Information shown Block Start

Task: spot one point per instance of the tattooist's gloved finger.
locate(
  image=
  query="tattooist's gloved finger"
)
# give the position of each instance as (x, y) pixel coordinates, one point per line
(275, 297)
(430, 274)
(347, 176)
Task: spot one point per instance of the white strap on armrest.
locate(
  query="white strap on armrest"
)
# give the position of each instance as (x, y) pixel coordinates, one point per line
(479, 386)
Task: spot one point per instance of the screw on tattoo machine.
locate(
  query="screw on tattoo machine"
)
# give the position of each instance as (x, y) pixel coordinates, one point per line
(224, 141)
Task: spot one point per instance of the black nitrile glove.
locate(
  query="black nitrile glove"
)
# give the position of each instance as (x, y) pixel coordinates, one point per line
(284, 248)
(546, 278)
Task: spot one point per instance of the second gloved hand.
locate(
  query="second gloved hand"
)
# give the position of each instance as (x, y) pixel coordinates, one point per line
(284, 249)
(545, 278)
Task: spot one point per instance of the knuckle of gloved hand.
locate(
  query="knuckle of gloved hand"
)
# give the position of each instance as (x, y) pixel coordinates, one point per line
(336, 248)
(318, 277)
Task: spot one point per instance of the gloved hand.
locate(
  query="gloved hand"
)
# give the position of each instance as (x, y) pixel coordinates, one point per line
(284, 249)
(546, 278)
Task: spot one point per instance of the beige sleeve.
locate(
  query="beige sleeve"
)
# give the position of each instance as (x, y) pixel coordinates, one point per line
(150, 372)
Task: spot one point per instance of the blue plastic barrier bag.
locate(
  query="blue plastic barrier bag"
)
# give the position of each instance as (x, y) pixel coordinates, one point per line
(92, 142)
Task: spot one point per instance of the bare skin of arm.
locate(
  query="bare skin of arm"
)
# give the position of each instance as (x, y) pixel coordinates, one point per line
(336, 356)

Information shown Block End

Problem to work on → Each entry in the data must be copied exactly.

Completed task →
Task: spot one point per instance of the tattooist's gloved finger.
locate(
  image=
  query="tattooist's gloved finger"
)
# give the position of each instance as (x, y) pixel coordinates, one point per line
(275, 297)
(430, 274)
(347, 176)
Task: spot one point per instance of the white strap on armrest.
locate(
  query="white strap on armrest"
)
# give the position of each instance as (x, y) pixel coordinates, one point per line
(479, 386)
Task: spot one point per instance of the screw on tattoo machine.
locate(
  query="screw on tattoo machine"
)
# give the position of each instance as (x, y) pixel coordinates, one point per line
(224, 141)
Task: spot one point per instance of the black nitrile glove.
locate(
  query="black nitrile glove"
)
# give the position of each instance as (x, y) pixel coordinates, one point per line
(284, 248)
(546, 278)
Task: spot one point per instance of the second gloved hand.
locate(
  query="second gloved hand"
)
# give the position of each instance as (x, y) pixel coordinates, one point per line
(284, 249)
(545, 278)
Task: spot one point per instance of the knuckle of gloved hand.
locate(
  query="knuckle of gloved hand"
)
# give the position of each instance as (x, y) pixel coordinates, one point per line
(336, 248)
(318, 277)
Task: spot one point per instance of the gloved hand.
locate(
  query="gloved hand"
)
# give the position of each instance as (x, y) pixel coordinates, one point per line
(284, 249)
(546, 278)
Task: spot one point per instance of the beige sleeve.
locate(
  query="beige sleeve"
)
# give the position of each instance as (x, y) pixel coordinates, one point per line
(150, 372)
Task: spot one point per instance of the blue plastic barrier bag.
locate(
  query="blue plastic barrier bag"
)
# give the position of each instance as (x, y) pixel coordinates, one point per line
(92, 142)
Task: spot one point per instance of the bare skin of arm.
locate(
  query="bare skin of arm"
)
# give the position of each instance as (x, y) pixel coordinates, one point per line
(336, 356)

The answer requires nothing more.